-- WHAT TO DO --
Reproduce every one of the entries below word for word, and leave the pictures out.

----------

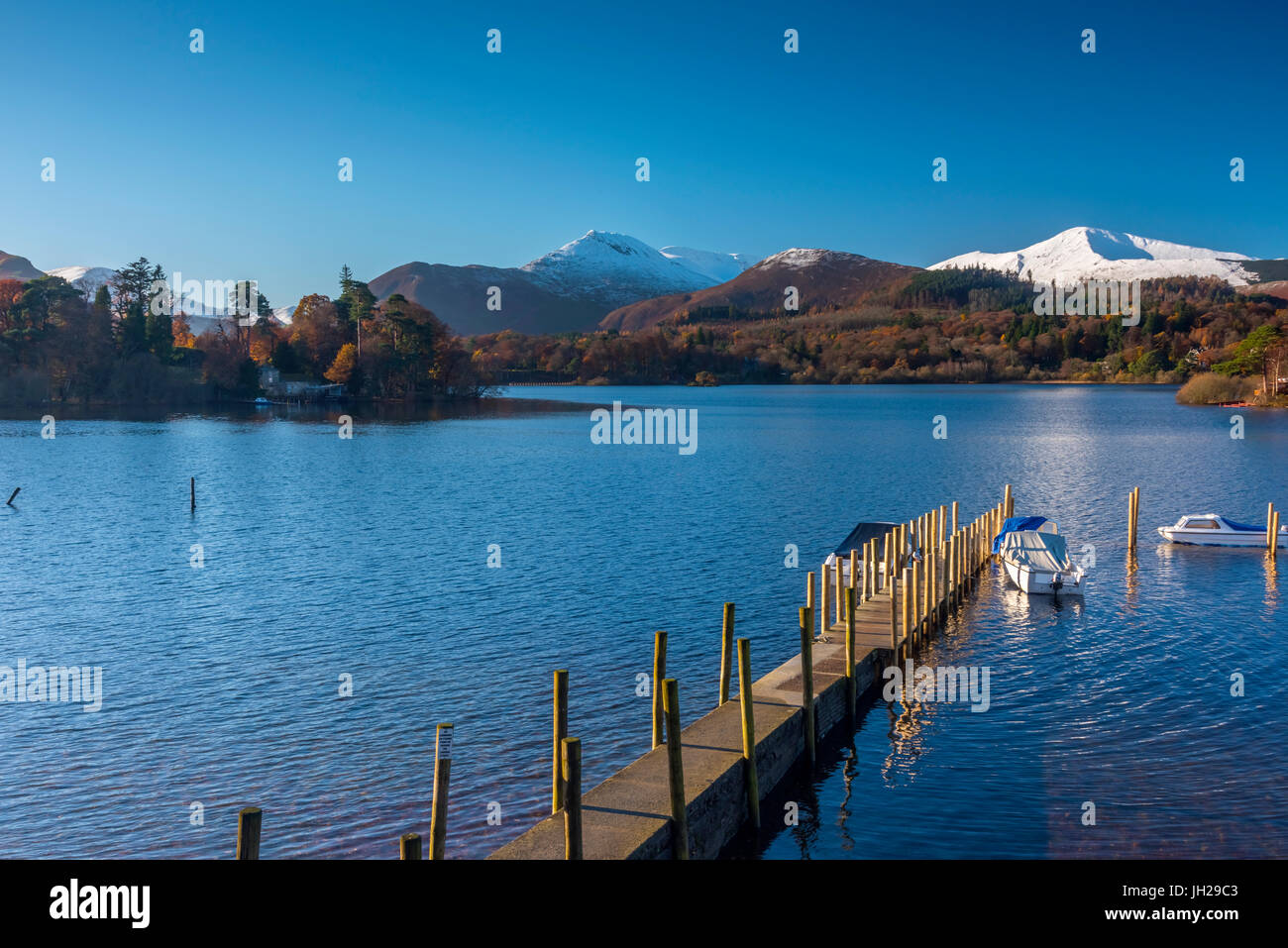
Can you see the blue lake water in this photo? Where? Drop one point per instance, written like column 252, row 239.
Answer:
column 369, row 557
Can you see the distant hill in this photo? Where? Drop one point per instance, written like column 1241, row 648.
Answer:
column 823, row 278
column 570, row 288
column 17, row 268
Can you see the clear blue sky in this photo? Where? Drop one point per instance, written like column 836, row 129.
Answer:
column 223, row 165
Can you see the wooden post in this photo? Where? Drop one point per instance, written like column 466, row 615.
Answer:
column 442, row 777
column 658, row 674
column 894, row 612
column 748, row 732
column 408, row 846
column 571, row 754
column 725, row 653
column 917, row 599
column 557, row 785
column 840, row 592
column 906, row 596
column 675, row 771
column 849, row 649
column 249, row 822
column 806, row 622
column 824, row 600
column 1131, row 522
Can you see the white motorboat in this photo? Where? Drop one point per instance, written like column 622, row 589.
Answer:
column 1038, row 562
column 1214, row 530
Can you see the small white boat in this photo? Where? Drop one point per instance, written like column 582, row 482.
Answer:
column 1214, row 530
column 1038, row 562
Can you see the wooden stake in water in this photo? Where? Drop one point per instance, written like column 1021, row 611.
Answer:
column 571, row 754
column 849, row 648
column 725, row 653
column 561, row 732
column 658, row 674
column 748, row 730
column 675, row 771
column 442, row 777
column 408, row 846
column 249, row 822
column 806, row 621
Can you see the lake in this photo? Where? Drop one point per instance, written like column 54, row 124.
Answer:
column 325, row 561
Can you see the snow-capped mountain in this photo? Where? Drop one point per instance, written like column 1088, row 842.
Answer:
column 613, row 268
column 84, row 278
column 1091, row 253
column 568, row 288
column 719, row 266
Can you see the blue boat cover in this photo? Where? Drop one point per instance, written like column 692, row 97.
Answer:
column 1013, row 524
column 1243, row 527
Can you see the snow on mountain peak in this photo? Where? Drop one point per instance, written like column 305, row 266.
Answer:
column 616, row 268
column 1093, row 253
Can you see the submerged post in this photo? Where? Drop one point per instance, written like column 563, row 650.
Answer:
column 249, row 820
column 557, row 785
column 408, row 846
column 571, row 754
column 748, row 732
column 675, row 769
column 806, row 622
column 725, row 653
column 442, row 777
column 658, row 675
column 849, row 648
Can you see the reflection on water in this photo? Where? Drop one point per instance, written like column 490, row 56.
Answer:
column 369, row 558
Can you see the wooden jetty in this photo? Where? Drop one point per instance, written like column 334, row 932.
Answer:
column 692, row 796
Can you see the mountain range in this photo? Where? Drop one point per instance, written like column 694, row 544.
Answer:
column 612, row 281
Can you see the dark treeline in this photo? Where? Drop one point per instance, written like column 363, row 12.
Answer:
column 124, row 346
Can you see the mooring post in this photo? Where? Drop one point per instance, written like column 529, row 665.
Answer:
column 561, row 732
column 675, row 771
column 658, row 675
column 840, row 594
column 249, row 822
column 725, row 653
column 408, row 846
column 442, row 777
column 748, row 732
column 806, row 622
column 849, row 648
column 571, row 754
column 824, row 600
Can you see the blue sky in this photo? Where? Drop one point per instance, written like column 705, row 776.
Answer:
column 223, row 163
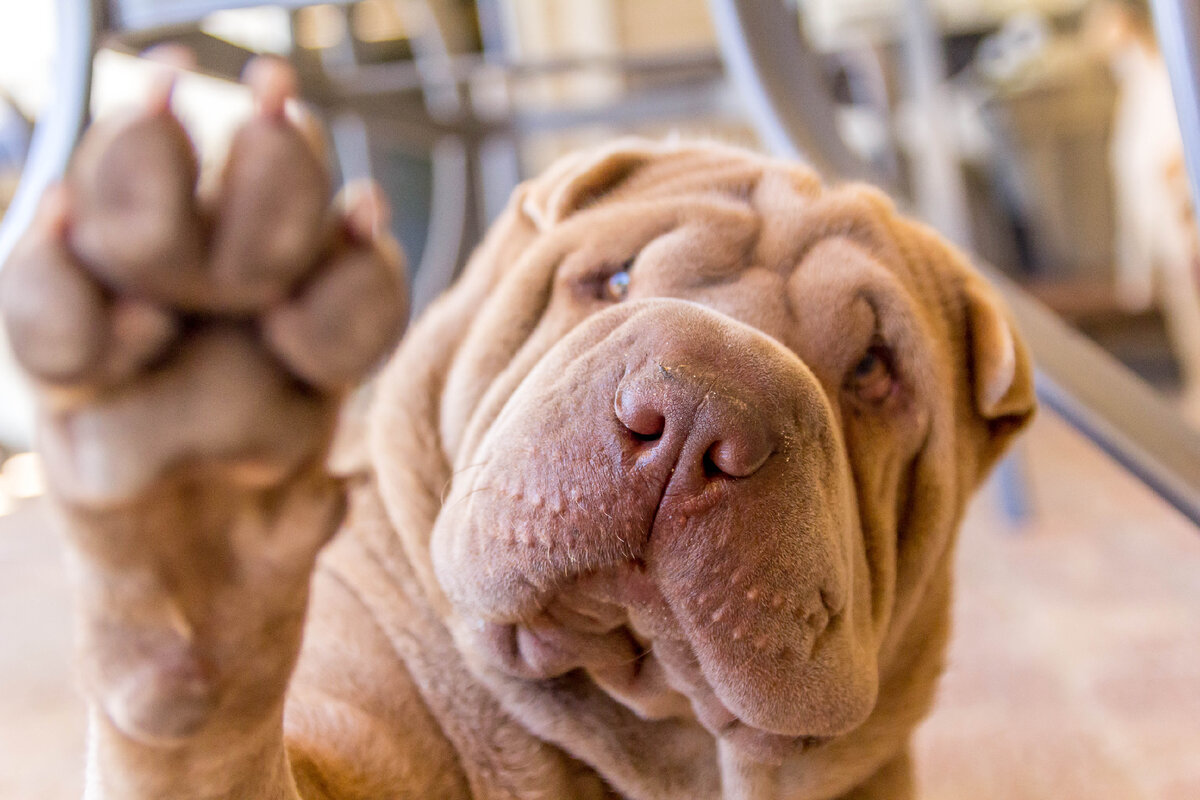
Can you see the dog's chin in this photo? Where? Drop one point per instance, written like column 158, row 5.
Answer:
column 631, row 650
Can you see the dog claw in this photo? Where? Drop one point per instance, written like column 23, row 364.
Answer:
column 343, row 322
column 133, row 217
column 54, row 312
column 271, row 215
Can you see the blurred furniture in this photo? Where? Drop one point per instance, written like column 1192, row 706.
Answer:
column 460, row 107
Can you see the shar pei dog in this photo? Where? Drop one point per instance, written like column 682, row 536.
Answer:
column 657, row 501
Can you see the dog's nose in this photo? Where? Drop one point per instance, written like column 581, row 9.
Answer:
column 705, row 427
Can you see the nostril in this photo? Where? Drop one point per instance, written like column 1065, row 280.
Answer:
column 738, row 456
column 647, row 437
column 643, row 421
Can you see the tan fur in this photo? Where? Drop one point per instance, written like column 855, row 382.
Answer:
column 678, row 545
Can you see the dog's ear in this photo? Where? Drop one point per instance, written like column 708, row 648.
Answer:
column 579, row 180
column 1001, row 372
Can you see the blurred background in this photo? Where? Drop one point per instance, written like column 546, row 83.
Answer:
column 1039, row 134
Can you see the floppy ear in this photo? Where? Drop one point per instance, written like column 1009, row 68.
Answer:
column 1001, row 372
column 575, row 181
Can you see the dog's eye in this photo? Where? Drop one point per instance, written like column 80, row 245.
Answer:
column 616, row 288
column 873, row 379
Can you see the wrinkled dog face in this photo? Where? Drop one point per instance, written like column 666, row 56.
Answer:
column 708, row 431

----------

-- RESULT --
Can you see the blue lake water in this photo? Where? Drop one point per instance, written like column 252, row 239.
Answer:
column 369, row 557
Can you see the distant hill in this photo? Where? Drop one point per instance, written like column 1241, row 648.
Answer:
column 823, row 278
column 570, row 288
column 17, row 268
Can you see the clear blue sky in this photo? Where? Drop one point per instance, written like column 836, row 129.
Answer:
column 223, row 165
Can you see the wooden post in this photo? Where? Drop one point per instance, written like column 466, row 615.
Answer:
column 442, row 777
column 658, row 674
column 894, row 612
column 748, row 732
column 408, row 846
column 571, row 754
column 725, row 653
column 917, row 599
column 557, row 785
column 840, row 592
column 906, row 596
column 675, row 771
column 849, row 649
column 249, row 822
column 806, row 622
column 824, row 600
column 1131, row 522
Can you see the white motorboat in this photo? Where? Drop one point per instance, written like column 622, row 589.
Answer:
column 1038, row 562
column 1214, row 530
Can you see the small white boat in this photo? Where? Drop one point per instance, written like column 582, row 482.
Answer:
column 1214, row 530
column 1038, row 562
Can you see the wooden stake in water in this photo? Where? Drop one point per instance, written like column 1021, row 611.
Answer:
column 571, row 754
column 849, row 648
column 725, row 653
column 561, row 732
column 658, row 674
column 748, row 730
column 675, row 771
column 442, row 777
column 408, row 846
column 249, row 822
column 806, row 621
Can you see the lake in this photo? Where? Drop one point per instance, written like column 54, row 124.
Answer:
column 325, row 561
Can you see the snow-capped mountain in this photo? Where? Drop one point per instance, written like column 1088, row 842.
Answer:
column 613, row 268
column 84, row 278
column 1091, row 253
column 568, row 288
column 719, row 266
Can you see the blue boat cover in this photo? Where? Drop one point per instance, written like column 692, row 97.
Answer:
column 1013, row 524
column 1243, row 527
Can you see the snow on mountain peak in this photo? Where? Drop one point per instance, written like column 305, row 266.
Answer:
column 616, row 268
column 1093, row 253
Can you see the submerged post in this photo? Where? Drop one point per instance, written like column 563, row 650.
Answer:
column 249, row 820
column 557, row 785
column 408, row 846
column 571, row 754
column 748, row 732
column 675, row 769
column 806, row 622
column 725, row 653
column 442, row 777
column 658, row 675
column 849, row 648
Can you see the reflection on water in this photo? Where? Drop one point per instance, written like column 490, row 56.
Answer:
column 369, row 558
Can you see the wooden jetty in this photo? Where? Drop one point per instance, written like column 334, row 932.
Answer:
column 692, row 796
Can you see the mountain range in this photo? Where? Drop one point per instance, written like column 694, row 544.
Answer:
column 612, row 281
Can you see the dark treeline in this photo? Where? Drop one point per instance, written like column 363, row 12.
Answer:
column 124, row 346
Can you see the mooring post in this photo? Where? Drop one point per instance, written like column 529, row 665.
Answer:
column 561, row 732
column 675, row 771
column 658, row 675
column 840, row 594
column 249, row 822
column 725, row 653
column 408, row 846
column 442, row 777
column 748, row 732
column 806, row 622
column 849, row 648
column 571, row 754
column 824, row 600
Can you see the blue sky in this photo? Where? Drop one point per instance, written like column 705, row 776.
Answer:
column 223, row 163
Can you see the dog's chin in this photo? Where? Drop one point per instance, written like column 158, row 5.
Answer:
column 631, row 650
Can you see the dog claw in this photo? Where? Drop one point per instance, written like column 23, row 364.
Answer:
column 343, row 322
column 133, row 217
column 54, row 312
column 271, row 215
Can you see the blurred furniture in this photo? Where? Drop one point per instance, written like column 1192, row 706.
Answer:
column 460, row 107
Can you see the shar pei dog in this photo? Where? Drop one point per instance, written like column 682, row 536.
Answer:
column 657, row 501
Can you see the dog's nose in this photo? Where? Drop one point per instance, written like column 581, row 9.
Answer:
column 705, row 427
Can you see the nostril in this photo? Where? Drop one point per instance, written like column 1065, row 280.
Answer:
column 738, row 456
column 647, row 437
column 643, row 421
Can you see the tan fur in this photo? Where? Drop one point per instance, written like column 855, row 382.
Answer:
column 678, row 545
Can you see the dog's ear in this photo? Where? Drop one point per instance, written like column 708, row 648.
Answer:
column 579, row 180
column 1001, row 372
Can you see the blurred background in this photo? Where? Drop one point per instance, written like column 546, row 83.
Answer:
column 1039, row 134
Can you see the floppy ear in this photo? Where? Drop one point per instance, written like column 1009, row 68.
Answer:
column 1001, row 372
column 575, row 181
Can you see the dog's eye in this photo? Where? Drop one point per instance, written like column 80, row 245.
Answer:
column 616, row 288
column 873, row 379
Can you see the wrinkled dog face in this photo? Where? Drop one point per instance, written like column 666, row 56.
Answer:
column 708, row 431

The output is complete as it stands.